▶ _Task brief_:
When you copy the data, keep every word exactly as it is and leave the pictures out.

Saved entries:
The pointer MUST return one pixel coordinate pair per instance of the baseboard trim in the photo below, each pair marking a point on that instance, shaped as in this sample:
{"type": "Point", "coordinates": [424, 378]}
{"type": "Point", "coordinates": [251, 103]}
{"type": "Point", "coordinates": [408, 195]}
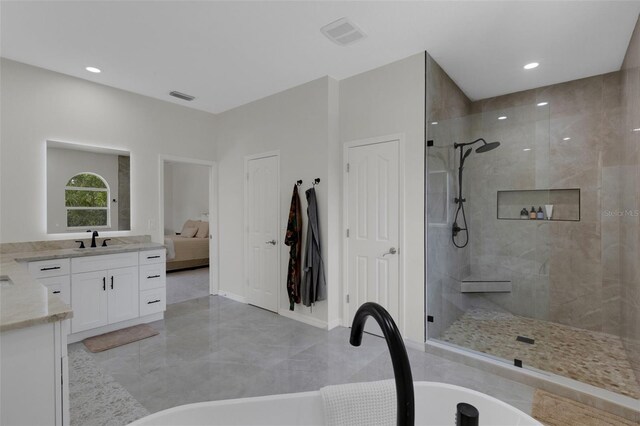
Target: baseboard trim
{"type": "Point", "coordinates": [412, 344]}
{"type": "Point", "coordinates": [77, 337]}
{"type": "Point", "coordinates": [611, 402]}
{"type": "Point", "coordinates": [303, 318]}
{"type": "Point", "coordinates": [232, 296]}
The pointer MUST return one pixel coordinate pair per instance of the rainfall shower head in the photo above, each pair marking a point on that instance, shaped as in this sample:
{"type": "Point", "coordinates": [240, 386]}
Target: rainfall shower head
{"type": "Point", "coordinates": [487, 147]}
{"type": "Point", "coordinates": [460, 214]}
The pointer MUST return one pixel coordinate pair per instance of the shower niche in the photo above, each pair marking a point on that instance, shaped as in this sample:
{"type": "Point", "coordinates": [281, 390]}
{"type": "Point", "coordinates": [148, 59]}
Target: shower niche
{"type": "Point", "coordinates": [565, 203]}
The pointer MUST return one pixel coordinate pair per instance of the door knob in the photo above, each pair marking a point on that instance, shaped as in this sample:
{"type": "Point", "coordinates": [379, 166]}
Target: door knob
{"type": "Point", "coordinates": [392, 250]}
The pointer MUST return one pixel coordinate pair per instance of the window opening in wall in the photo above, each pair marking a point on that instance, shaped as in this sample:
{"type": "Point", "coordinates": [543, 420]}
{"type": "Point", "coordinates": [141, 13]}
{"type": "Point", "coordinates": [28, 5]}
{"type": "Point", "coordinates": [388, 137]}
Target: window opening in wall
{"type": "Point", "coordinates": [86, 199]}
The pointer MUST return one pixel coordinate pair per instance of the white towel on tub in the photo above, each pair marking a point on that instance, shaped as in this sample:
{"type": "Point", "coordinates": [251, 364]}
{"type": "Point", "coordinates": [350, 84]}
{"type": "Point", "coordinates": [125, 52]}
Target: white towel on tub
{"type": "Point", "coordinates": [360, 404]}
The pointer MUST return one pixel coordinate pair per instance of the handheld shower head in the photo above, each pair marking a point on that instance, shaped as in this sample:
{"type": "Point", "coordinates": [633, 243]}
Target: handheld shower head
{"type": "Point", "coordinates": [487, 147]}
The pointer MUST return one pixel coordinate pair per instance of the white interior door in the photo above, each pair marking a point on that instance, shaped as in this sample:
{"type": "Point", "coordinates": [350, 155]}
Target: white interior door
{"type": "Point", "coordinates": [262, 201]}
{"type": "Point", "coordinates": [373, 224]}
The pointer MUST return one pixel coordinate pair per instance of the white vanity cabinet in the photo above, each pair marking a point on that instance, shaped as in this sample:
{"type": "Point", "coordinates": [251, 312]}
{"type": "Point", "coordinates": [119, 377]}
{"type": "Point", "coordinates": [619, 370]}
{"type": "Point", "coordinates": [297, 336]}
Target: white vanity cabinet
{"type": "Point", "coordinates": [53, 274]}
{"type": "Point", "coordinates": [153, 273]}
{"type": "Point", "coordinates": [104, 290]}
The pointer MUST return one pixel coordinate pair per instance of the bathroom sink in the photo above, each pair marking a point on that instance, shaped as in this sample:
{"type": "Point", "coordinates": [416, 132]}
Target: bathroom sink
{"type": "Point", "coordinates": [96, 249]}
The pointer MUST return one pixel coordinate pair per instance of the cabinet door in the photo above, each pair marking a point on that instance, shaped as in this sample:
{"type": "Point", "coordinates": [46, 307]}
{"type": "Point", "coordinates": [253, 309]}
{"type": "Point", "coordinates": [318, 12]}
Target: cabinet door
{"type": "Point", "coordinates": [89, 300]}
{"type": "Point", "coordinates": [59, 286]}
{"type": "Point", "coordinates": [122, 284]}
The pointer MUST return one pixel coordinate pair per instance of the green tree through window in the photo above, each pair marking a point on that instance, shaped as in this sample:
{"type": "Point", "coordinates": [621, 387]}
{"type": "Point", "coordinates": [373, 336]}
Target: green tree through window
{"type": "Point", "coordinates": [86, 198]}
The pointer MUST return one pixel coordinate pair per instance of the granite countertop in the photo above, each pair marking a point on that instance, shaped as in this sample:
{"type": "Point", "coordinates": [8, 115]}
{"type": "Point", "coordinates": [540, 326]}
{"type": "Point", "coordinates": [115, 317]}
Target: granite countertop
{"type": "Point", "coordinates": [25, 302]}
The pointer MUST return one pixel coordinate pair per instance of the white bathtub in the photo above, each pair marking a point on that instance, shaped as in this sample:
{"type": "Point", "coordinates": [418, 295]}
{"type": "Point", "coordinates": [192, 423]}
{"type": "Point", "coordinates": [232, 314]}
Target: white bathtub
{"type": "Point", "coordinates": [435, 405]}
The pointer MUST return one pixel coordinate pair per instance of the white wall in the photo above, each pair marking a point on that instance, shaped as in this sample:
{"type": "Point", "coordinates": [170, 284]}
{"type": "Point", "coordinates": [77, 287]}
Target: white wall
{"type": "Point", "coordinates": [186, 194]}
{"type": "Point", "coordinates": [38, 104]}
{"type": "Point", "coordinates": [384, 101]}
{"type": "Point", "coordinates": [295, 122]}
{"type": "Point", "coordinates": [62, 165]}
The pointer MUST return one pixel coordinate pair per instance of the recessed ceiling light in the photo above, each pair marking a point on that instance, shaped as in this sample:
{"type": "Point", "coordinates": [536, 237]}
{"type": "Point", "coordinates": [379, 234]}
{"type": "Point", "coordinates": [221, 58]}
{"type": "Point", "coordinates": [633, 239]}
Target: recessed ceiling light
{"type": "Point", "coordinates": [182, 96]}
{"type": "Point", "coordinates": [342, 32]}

▶ _Task answer_:
The pointer MUST return one pixel coordinate pair per instance of the baseboard trim in the photo below, each pair marking a point on that instance, shaped as in this sample:
{"type": "Point", "coordinates": [424, 378]}
{"type": "Point", "coordinates": [251, 103]}
{"type": "Point", "coordinates": [408, 195]}
Target: baseboard trim
{"type": "Point", "coordinates": [412, 344]}
{"type": "Point", "coordinates": [77, 337]}
{"type": "Point", "coordinates": [611, 402]}
{"type": "Point", "coordinates": [303, 318]}
{"type": "Point", "coordinates": [232, 296]}
The pointer MUST return one pixel coordinate pair per instance of the rainfall shower head in the photo above, each pair marking a point on that instance, shaped as in this sample:
{"type": "Point", "coordinates": [240, 386]}
Target: rainfall shower head
{"type": "Point", "coordinates": [487, 147]}
{"type": "Point", "coordinates": [460, 214]}
The pointer MUST return one pixel coordinate pair per instance of the shower niche in the photo above, each pair marking a point on that instance, shaped as in this sample:
{"type": "Point", "coordinates": [281, 390]}
{"type": "Point", "coordinates": [148, 59]}
Target: shower niche
{"type": "Point", "coordinates": [565, 203]}
The pointer MUST return one pixel coordinate pair per instance of the door knob in the photo above, each pair marking a point on that instance, shaped as in this sample:
{"type": "Point", "coordinates": [379, 166]}
Target: door knob
{"type": "Point", "coordinates": [392, 250]}
The pointer MUST return one pixel coordinate pair per instance of the window opening in wall in the photo above, each pair marking a point on that instance, shaped as in this sample:
{"type": "Point", "coordinates": [543, 420]}
{"type": "Point", "coordinates": [141, 13]}
{"type": "Point", "coordinates": [28, 5]}
{"type": "Point", "coordinates": [388, 137]}
Target: window opening in wall
{"type": "Point", "coordinates": [86, 199]}
The pointer MUST return one pixel coordinate pair per instance of the white towel on tub in the photo above, each pair marking a point on that instance, shaped as in this sample:
{"type": "Point", "coordinates": [251, 364]}
{"type": "Point", "coordinates": [350, 84]}
{"type": "Point", "coordinates": [125, 52]}
Target: white towel on tub
{"type": "Point", "coordinates": [360, 404]}
The pointer MUST return one pixel coordinate pair per instance of the handheld shower head in the photo above, each pair marking a point on that instance, shaped as in this sample:
{"type": "Point", "coordinates": [633, 243]}
Target: handheld shower head
{"type": "Point", "coordinates": [487, 147]}
The pointer MUST return one pixel coordinate pair per instance of the white interior door in the photo above, each pair marking a point on that instance, shaped as in this sample:
{"type": "Point", "coordinates": [350, 155]}
Target: white interior door
{"type": "Point", "coordinates": [262, 201]}
{"type": "Point", "coordinates": [373, 224]}
The pointer MUST return one pixel coordinate pair per instance of the white vanity cabinet in the photo above, each pair marking a point on that instance, shaped as in this sample:
{"type": "Point", "coordinates": [251, 312]}
{"type": "Point", "coordinates": [119, 377]}
{"type": "Point", "coordinates": [619, 370]}
{"type": "Point", "coordinates": [297, 336]}
Target: white vanity cabinet
{"type": "Point", "coordinates": [53, 274]}
{"type": "Point", "coordinates": [153, 273]}
{"type": "Point", "coordinates": [104, 290]}
The pointer MUST return one pixel coordinate pair per instance of the bathroom sink in the photo above, each pair marking a point on that instance, shaped as in this sample:
{"type": "Point", "coordinates": [416, 132]}
Target: bathroom sink
{"type": "Point", "coordinates": [96, 249]}
The pointer MUST return one pixel coordinate pair per instance of the cabinet door in the photo above, each pair marking a point on that instance, shaped as in this sample:
{"type": "Point", "coordinates": [46, 307]}
{"type": "Point", "coordinates": [253, 309]}
{"type": "Point", "coordinates": [318, 12]}
Target: cabinet door
{"type": "Point", "coordinates": [89, 300]}
{"type": "Point", "coordinates": [59, 286]}
{"type": "Point", "coordinates": [122, 284]}
The pointer MUST return one pixel coordinate pair per instance of the green tree through window in the photo above, each pair marking a point on that instance, shaped as in this sample:
{"type": "Point", "coordinates": [621, 387]}
{"type": "Point", "coordinates": [373, 336]}
Target: green tree through window
{"type": "Point", "coordinates": [86, 198]}
The pointer MUST return one pixel coordinate pair per instance of the granite countertop in the photo above, each pair marking a point on that instance, shaped as in this sample:
{"type": "Point", "coordinates": [8, 115]}
{"type": "Point", "coordinates": [540, 326]}
{"type": "Point", "coordinates": [115, 317]}
Target: granite countertop
{"type": "Point", "coordinates": [25, 302]}
The pointer MUST return one pixel coordinate pair per instance of the white bathtub in the photo above, each pair marking a point on that instance, shaped as in this sample:
{"type": "Point", "coordinates": [418, 295]}
{"type": "Point", "coordinates": [192, 423]}
{"type": "Point", "coordinates": [232, 314]}
Target: white bathtub
{"type": "Point", "coordinates": [435, 405]}
The pointer MUST return one pixel coordinate pair per instance of the white wall in the photo above, each pair marking a point on that instance, shaped as in this sample:
{"type": "Point", "coordinates": [170, 284]}
{"type": "Point", "coordinates": [77, 287]}
Target: white wall
{"type": "Point", "coordinates": [186, 194]}
{"type": "Point", "coordinates": [38, 104]}
{"type": "Point", "coordinates": [384, 101]}
{"type": "Point", "coordinates": [295, 122]}
{"type": "Point", "coordinates": [62, 165]}
The pointer MUST return one pixel coordinate pair per instance of the recessed ceiling light in the photo above, each pair marking a point on that instance, shaped as in this sample:
{"type": "Point", "coordinates": [536, 237]}
{"type": "Point", "coordinates": [379, 234]}
{"type": "Point", "coordinates": [221, 58]}
{"type": "Point", "coordinates": [633, 239]}
Target: recessed ceiling light
{"type": "Point", "coordinates": [182, 96]}
{"type": "Point", "coordinates": [342, 32]}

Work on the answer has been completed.